### TASK MATERIAL
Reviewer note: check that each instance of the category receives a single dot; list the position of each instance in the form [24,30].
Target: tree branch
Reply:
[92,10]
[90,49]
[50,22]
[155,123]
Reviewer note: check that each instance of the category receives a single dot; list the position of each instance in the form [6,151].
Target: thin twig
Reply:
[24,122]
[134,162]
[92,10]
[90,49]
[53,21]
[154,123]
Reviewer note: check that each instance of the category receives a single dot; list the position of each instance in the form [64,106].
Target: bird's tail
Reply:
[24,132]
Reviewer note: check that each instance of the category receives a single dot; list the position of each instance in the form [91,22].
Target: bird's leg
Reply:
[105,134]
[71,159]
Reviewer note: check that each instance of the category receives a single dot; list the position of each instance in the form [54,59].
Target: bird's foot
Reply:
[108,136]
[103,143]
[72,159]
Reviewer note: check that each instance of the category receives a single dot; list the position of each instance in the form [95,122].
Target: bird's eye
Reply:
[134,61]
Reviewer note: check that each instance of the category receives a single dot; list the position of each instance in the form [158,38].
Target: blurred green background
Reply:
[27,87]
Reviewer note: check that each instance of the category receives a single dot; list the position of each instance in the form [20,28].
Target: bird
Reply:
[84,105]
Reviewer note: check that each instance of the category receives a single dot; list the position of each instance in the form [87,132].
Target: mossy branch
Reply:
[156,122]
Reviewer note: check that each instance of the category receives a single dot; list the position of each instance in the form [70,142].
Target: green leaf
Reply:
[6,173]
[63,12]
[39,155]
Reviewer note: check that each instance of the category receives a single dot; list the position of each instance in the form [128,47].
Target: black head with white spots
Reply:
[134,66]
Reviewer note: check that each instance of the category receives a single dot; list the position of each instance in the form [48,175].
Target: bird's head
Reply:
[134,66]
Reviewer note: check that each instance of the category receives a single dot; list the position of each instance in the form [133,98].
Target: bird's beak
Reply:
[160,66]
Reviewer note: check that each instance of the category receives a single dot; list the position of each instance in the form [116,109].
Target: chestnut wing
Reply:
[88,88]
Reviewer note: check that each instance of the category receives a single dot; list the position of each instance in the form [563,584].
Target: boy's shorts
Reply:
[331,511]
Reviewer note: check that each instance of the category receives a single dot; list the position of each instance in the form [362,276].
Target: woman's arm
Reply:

### WHAT YOU WILL DO
Begin at the line that has "the form [128,47].", stop after the last line of the records, and rewrite every line in that stretch, requests included. Scale each coordinate in the answers by 1.1 and round to a whole number, with halves going up, while the numbers within the requests stay unchanged.

### WRITTEN RESPONSE
Reviewer note: check that each instance of the category receives a single dot; list the position of each instance in the form [128,47].
Target: black head with white spots
Reply:
[147,73]
Reviewer note: check that each instance of the category receives a single dot; list the position of each instance in the form [48,175].
Target: bird's head
Reply:
[147,73]
Reviewer note: check that each instance of the category receives a single dot; list the position of each instance in the form [133,98].
Target: bird's beak
Reply:
[176,73]
Reviewer note: check that each instance of the category receives a single dot; list the position of each instance in the form [116,109].
Target: chestnut wing
Reply:
[97,97]
Reviewer note: check that each instance of the category receives a single dot; list the position of each instance in the form [563,584].
Target: boy's shorts
Reply:
[364,562]
Reviewer note: check that each instance of the category receives a single dot; list the position of each instance in the form [362,276].
Target: woman's arm
Reply:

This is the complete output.